* **TREŚĆ ZADANIA**: Zwróć wszystkie poniższe wpisy w niezmienionej postaci, znak po znaku.

* **DOSTARCZONY MATERIAŁ**:
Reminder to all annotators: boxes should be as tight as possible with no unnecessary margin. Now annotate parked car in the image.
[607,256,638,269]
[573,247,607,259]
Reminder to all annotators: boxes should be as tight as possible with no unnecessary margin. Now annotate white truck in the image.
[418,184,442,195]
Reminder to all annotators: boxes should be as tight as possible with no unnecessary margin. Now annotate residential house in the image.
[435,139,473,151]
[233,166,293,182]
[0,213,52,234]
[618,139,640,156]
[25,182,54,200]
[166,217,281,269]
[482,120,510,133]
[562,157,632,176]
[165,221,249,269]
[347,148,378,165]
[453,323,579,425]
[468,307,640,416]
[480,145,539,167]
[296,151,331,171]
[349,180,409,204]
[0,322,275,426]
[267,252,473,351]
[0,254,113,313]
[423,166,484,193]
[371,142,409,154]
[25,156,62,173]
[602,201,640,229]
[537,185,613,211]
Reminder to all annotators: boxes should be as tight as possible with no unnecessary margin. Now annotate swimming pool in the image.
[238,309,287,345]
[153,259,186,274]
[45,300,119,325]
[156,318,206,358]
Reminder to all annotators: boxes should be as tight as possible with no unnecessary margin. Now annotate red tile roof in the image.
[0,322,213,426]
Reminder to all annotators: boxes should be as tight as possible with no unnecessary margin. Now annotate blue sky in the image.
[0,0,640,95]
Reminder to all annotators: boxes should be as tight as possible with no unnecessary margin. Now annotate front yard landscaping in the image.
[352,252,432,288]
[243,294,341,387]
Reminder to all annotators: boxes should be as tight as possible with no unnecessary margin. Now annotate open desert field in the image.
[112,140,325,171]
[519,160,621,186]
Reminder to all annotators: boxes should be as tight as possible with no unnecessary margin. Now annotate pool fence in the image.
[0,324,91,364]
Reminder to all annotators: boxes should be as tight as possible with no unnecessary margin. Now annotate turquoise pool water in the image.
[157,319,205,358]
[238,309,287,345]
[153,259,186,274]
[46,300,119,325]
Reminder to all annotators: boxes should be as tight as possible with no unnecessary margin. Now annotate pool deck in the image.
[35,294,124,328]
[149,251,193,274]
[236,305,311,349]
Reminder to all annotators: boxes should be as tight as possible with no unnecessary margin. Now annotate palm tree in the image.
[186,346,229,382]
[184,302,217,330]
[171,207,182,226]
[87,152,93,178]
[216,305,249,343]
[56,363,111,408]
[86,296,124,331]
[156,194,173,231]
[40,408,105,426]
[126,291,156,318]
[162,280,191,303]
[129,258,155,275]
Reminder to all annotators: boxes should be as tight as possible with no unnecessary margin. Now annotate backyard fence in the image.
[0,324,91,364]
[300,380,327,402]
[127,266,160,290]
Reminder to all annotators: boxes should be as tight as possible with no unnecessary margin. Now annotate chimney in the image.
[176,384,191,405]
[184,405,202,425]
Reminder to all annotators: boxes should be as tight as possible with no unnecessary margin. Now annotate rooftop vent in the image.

* **WYNIK ZADANIA**:
Reminder to all annotators: boxes should be as tight as possible with no unnecessary margin. Now annotate parked car in the image.
[607,256,638,269]
[573,247,607,259]
Reminder to all annotators: boxes should be as tight as possible with no unnecessary margin. Now annotate white truck in the image.
[418,184,442,195]
Reminder to all annotators: boxes should be as tight as possible with no unnecessary margin. Now annotate residential house in the image.
[435,139,473,151]
[233,166,293,182]
[0,213,52,234]
[618,139,640,156]
[25,182,54,200]
[166,217,281,269]
[482,120,510,133]
[562,157,632,176]
[165,221,249,269]
[347,148,378,165]
[453,323,579,425]
[468,307,640,416]
[480,145,539,167]
[296,151,331,171]
[349,180,409,204]
[0,322,275,426]
[267,252,473,351]
[0,254,113,313]
[423,166,484,193]
[371,142,409,154]
[25,156,62,173]
[602,201,640,229]
[537,185,613,211]
Reminder to all annotators: boxes should be as tight as possible with no unnecessary margin. Now annotate swimming pool in the image.
[238,309,287,345]
[153,259,186,274]
[45,300,119,325]
[156,318,206,358]
Reminder to all annotators: boxes should be as tight as possible with no unnecessary margin. Now annotate red tile roof in the image.
[0,322,213,426]
Reminder to all annotators: boxes should be as tight as possible with no unnecessary margin. Now annotate blue sky in the image.
[0,0,640,95]
Reminder to all annotators: boxes should be as tight as possible with no unnecessary margin. Now annotate front yard landscaping in the image.
[352,252,432,288]
[243,294,341,387]
Reminder to all annotators: boxes should be as tight as possible with no unnecessary margin. Now annotate open desert field in the image.
[112,140,325,171]
[519,160,621,186]
Reminder to all annotators: boxes should be as tight as possible with no unnecessary margin. Now annotate pool fence in the image.
[0,324,91,364]
Reminder to all annotators: boxes should be as tight as possible with no unnecessary margin. Now annotate turquoise pool water in the image.
[157,319,205,358]
[238,309,287,345]
[153,259,186,274]
[46,300,119,325]
Reminder to all annotators: boxes should be as tight as possible with no unnecessary margin. Now annotate pool deck in the image.
[35,294,124,328]
[149,251,193,274]
[236,305,311,349]
Reminder to all annotators: boxes should be as tight as possible with no unnecessary margin. Now annotate palm tree in the image.
[186,346,229,382]
[184,302,217,330]
[171,207,182,226]
[87,152,93,178]
[216,305,249,343]
[56,363,111,408]
[86,296,124,331]
[156,194,173,231]
[40,408,105,426]
[126,291,156,318]
[162,280,191,303]
[129,258,155,275]
Reminder to all annotators: boxes should be as tight as possible with no unnecessary margin. Now annotate backyard fence in the image.
[0,324,91,364]
[300,380,327,402]
[127,266,160,290]
Reminder to all annotators: boxes should be as tight as possible with no unnecessary margin. Now annotate chimney in the image.
[176,384,191,405]
[184,405,202,425]
Reminder to all annotators: boxes should be as tight as possible with no unnecessary margin. Now annotate rooftop vent in the image.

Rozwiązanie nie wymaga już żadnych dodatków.